## BEGIN EXERCISE INPUTS

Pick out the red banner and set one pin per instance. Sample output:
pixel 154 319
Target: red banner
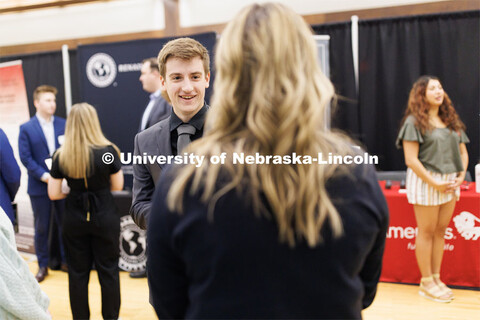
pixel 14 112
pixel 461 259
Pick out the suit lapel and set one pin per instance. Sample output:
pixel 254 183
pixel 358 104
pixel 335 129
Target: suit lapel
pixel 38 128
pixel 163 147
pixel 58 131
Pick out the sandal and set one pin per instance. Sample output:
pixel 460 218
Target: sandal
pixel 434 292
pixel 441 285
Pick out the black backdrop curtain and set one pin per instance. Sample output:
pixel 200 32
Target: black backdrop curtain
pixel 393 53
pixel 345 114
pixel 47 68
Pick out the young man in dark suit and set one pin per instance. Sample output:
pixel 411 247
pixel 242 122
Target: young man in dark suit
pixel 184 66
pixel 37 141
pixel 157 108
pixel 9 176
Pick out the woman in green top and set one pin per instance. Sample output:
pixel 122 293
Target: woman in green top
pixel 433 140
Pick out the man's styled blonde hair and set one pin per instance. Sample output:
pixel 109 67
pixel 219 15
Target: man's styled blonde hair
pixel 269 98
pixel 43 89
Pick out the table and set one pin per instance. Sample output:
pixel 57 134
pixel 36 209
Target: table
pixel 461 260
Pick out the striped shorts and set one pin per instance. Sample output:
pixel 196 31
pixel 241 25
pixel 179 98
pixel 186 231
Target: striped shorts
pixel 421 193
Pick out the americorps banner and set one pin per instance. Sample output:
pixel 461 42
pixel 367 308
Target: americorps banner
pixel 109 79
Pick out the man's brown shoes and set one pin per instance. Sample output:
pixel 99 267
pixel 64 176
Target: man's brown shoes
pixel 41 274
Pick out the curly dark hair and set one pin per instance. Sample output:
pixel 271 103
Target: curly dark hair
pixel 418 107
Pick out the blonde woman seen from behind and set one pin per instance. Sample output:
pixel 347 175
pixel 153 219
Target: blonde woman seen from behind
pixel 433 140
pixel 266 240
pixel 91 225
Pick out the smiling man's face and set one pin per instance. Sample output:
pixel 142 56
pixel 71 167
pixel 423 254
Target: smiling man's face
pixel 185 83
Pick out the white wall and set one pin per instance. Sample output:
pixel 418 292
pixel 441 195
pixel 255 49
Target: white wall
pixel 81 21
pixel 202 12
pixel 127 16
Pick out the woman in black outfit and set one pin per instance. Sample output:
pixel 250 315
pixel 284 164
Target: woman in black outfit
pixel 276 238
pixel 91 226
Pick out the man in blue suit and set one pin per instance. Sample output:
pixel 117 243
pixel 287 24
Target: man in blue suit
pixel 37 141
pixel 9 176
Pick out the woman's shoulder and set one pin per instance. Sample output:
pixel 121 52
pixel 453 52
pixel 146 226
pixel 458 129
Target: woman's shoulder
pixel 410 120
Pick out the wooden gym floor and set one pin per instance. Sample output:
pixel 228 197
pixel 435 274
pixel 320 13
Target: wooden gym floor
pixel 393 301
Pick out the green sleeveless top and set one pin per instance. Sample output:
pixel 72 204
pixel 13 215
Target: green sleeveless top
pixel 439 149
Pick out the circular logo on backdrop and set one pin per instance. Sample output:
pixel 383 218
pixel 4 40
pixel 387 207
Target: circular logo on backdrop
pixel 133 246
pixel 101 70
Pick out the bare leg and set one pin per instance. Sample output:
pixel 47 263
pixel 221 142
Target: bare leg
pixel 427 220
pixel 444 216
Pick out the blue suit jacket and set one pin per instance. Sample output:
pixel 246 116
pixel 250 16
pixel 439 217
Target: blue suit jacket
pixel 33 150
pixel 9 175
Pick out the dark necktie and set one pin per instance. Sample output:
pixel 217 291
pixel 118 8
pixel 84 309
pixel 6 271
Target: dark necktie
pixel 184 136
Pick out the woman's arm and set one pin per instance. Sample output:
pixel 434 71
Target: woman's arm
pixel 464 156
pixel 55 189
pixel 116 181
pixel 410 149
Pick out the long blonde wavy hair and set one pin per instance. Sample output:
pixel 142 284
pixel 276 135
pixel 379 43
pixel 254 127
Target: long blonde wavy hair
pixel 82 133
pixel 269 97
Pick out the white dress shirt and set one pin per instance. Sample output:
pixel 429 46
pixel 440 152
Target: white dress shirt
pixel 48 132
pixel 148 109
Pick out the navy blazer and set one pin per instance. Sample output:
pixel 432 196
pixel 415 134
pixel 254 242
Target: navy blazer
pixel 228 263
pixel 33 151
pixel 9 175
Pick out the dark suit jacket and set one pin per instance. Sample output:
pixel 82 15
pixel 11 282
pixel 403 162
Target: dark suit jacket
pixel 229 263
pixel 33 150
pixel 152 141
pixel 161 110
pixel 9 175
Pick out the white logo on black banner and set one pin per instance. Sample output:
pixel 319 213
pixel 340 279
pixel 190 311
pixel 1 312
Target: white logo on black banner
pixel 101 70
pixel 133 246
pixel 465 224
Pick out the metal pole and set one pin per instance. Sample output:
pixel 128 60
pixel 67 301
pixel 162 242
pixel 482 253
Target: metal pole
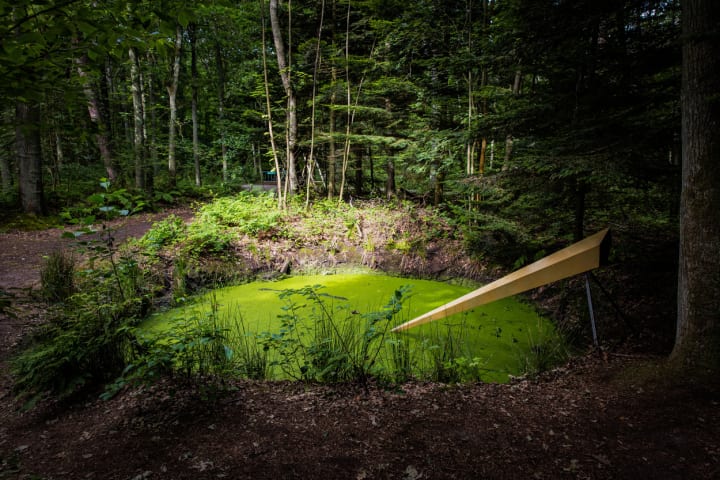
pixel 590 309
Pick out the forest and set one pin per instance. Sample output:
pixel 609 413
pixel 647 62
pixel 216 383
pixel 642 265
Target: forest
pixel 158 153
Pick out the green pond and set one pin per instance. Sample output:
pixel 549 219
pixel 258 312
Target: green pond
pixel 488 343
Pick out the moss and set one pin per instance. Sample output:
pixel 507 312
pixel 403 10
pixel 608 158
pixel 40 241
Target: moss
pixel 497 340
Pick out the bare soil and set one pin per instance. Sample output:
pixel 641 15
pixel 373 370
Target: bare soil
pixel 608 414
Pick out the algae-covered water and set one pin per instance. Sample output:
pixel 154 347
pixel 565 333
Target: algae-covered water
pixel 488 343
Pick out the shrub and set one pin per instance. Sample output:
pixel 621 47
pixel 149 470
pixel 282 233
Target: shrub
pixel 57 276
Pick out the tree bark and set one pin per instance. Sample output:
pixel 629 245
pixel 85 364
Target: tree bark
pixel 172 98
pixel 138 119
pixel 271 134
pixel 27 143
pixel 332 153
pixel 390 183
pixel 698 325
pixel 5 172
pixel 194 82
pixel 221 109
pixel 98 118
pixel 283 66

## END EXERCISE INPUTS
## BEGIN EXERCISE INPUTS

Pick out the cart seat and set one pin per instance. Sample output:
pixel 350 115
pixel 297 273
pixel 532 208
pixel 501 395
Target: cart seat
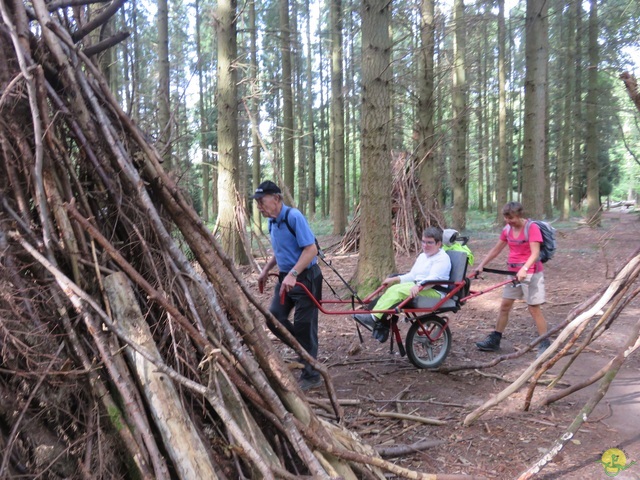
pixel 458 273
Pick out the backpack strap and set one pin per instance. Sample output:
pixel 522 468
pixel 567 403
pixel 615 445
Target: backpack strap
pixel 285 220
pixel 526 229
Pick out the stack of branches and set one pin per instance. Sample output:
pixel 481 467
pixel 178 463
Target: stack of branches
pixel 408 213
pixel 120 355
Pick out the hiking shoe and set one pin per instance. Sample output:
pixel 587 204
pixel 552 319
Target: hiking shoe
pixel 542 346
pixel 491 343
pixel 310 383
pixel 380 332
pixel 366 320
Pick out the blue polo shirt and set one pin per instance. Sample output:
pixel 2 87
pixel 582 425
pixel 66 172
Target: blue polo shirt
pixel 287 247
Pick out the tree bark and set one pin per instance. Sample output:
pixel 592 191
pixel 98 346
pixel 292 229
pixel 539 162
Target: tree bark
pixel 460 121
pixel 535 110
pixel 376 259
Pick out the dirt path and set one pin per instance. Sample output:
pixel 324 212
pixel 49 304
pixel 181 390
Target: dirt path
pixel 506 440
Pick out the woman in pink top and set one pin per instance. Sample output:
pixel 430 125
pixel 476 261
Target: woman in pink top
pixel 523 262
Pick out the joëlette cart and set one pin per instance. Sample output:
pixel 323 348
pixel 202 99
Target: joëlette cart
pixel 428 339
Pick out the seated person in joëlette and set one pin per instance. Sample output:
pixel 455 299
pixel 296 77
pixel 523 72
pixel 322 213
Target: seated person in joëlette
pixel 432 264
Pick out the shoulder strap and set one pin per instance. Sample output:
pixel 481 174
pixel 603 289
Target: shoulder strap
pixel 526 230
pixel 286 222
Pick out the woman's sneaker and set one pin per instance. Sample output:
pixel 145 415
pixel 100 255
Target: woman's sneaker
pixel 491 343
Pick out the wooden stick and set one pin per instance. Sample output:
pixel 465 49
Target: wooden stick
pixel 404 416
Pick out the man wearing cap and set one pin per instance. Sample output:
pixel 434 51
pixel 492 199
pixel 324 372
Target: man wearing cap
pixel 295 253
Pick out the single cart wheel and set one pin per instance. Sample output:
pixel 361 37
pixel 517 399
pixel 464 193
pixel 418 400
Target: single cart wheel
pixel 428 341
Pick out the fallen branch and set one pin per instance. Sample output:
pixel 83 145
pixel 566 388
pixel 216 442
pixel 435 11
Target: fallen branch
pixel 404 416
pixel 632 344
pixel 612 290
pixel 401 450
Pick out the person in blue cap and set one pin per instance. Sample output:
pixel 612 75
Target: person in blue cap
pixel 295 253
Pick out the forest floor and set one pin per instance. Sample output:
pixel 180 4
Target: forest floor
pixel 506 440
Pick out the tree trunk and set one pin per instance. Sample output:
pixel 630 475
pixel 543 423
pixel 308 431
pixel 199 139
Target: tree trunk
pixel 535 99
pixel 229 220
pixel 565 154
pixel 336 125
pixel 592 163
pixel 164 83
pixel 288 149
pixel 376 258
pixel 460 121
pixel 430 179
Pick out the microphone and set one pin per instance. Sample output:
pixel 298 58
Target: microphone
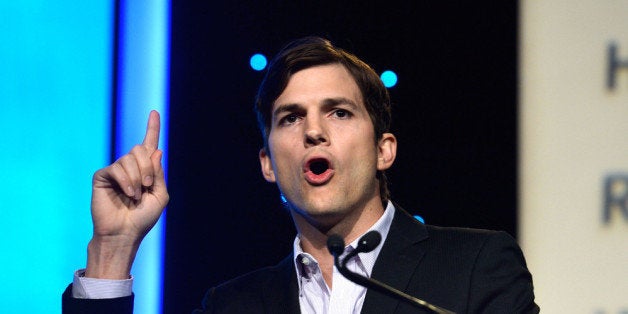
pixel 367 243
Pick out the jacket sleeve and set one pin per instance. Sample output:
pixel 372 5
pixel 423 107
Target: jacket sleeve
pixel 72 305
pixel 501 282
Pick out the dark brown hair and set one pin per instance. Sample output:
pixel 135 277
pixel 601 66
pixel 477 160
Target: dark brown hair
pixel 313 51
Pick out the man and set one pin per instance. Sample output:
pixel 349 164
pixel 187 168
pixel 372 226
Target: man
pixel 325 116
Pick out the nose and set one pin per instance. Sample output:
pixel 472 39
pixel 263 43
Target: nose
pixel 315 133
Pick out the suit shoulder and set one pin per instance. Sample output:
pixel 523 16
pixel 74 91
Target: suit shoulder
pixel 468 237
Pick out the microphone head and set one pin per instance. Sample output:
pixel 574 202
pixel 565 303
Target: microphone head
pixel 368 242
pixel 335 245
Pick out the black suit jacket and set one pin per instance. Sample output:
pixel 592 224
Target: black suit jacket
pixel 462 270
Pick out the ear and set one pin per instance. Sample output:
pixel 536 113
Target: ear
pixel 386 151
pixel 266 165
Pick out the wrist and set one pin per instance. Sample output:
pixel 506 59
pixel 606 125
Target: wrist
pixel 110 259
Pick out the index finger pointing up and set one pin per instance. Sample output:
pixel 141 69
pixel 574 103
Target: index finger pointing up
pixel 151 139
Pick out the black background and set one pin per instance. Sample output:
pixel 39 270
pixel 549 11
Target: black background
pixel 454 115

## END EXERCISE INPUTS

Can you give the lines from the one containing "Pick out the woman's arm" through the one containing "pixel 410 149", both included, as a JSON list of strings with one string per line and blank lines omitted?

• RESULT OF THE TASK:
[
  "Pick out the woman's arm and set one pin per instance. Sample output:",
  "pixel 434 71",
  "Target: woman's arm",
  "pixel 464 156",
  "pixel 55 189",
  "pixel 116 181",
  "pixel 410 149"
]